Task to complete >>
Copy every line that holds the string "scooter" from the data below.
── Records shown
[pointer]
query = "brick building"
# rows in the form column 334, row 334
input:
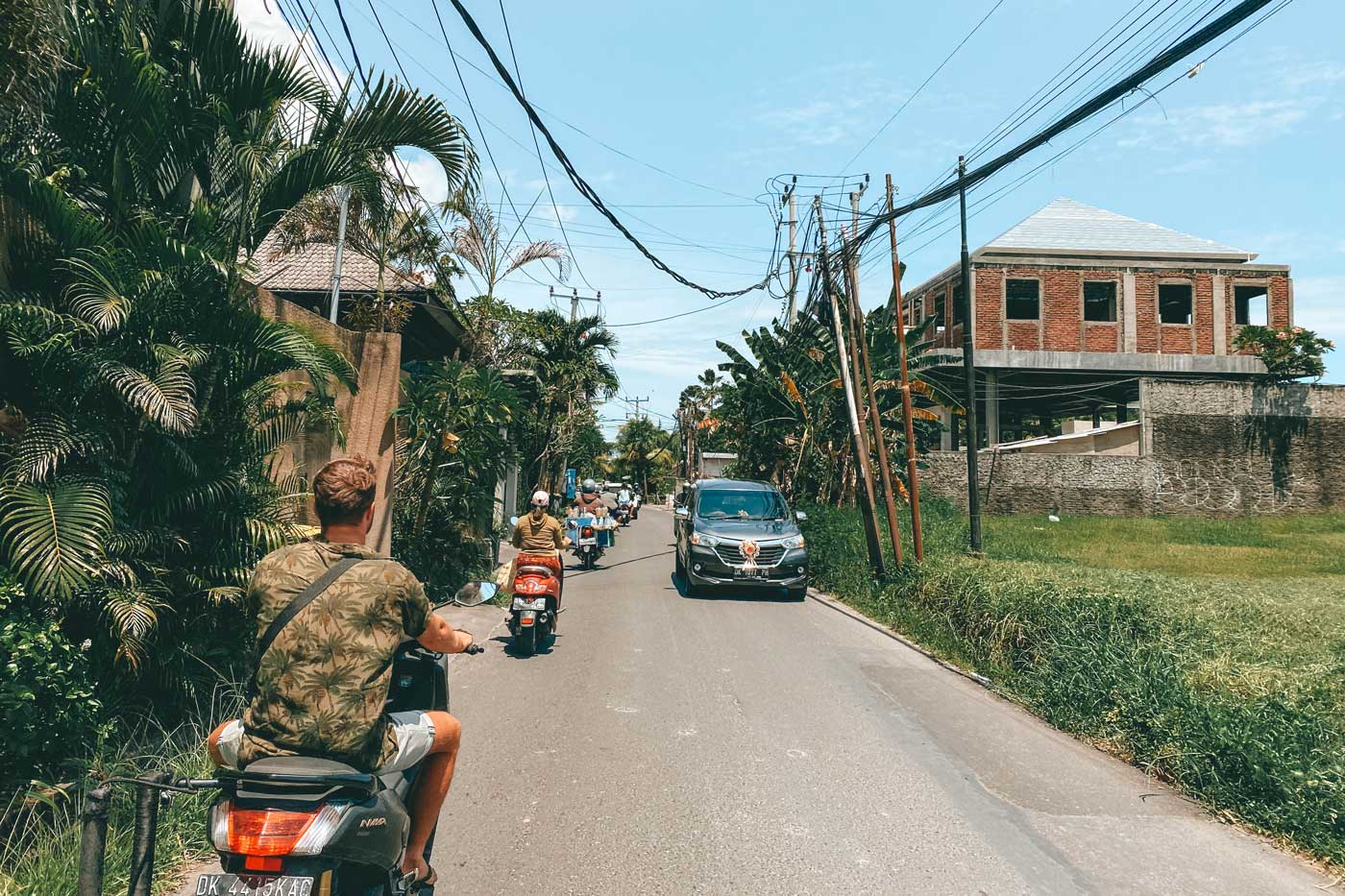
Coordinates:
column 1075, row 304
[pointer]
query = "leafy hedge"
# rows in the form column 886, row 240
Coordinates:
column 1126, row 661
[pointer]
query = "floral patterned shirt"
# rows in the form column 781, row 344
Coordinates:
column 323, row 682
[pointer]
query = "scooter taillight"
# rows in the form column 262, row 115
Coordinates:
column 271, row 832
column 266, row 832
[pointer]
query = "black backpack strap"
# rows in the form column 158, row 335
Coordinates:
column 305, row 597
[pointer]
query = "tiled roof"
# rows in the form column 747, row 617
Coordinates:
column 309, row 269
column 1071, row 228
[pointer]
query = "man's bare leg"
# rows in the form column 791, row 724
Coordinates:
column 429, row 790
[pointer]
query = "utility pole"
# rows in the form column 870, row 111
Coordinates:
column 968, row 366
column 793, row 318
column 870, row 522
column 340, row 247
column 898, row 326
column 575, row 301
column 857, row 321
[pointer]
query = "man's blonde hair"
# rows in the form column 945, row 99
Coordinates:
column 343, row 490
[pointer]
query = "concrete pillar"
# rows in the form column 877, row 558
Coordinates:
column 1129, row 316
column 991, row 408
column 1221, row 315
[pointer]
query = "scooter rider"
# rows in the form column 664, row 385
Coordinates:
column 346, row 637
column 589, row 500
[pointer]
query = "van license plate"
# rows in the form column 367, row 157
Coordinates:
────
Reply to the exercise >>
query = "scooter taillight"
query = "scooter rider"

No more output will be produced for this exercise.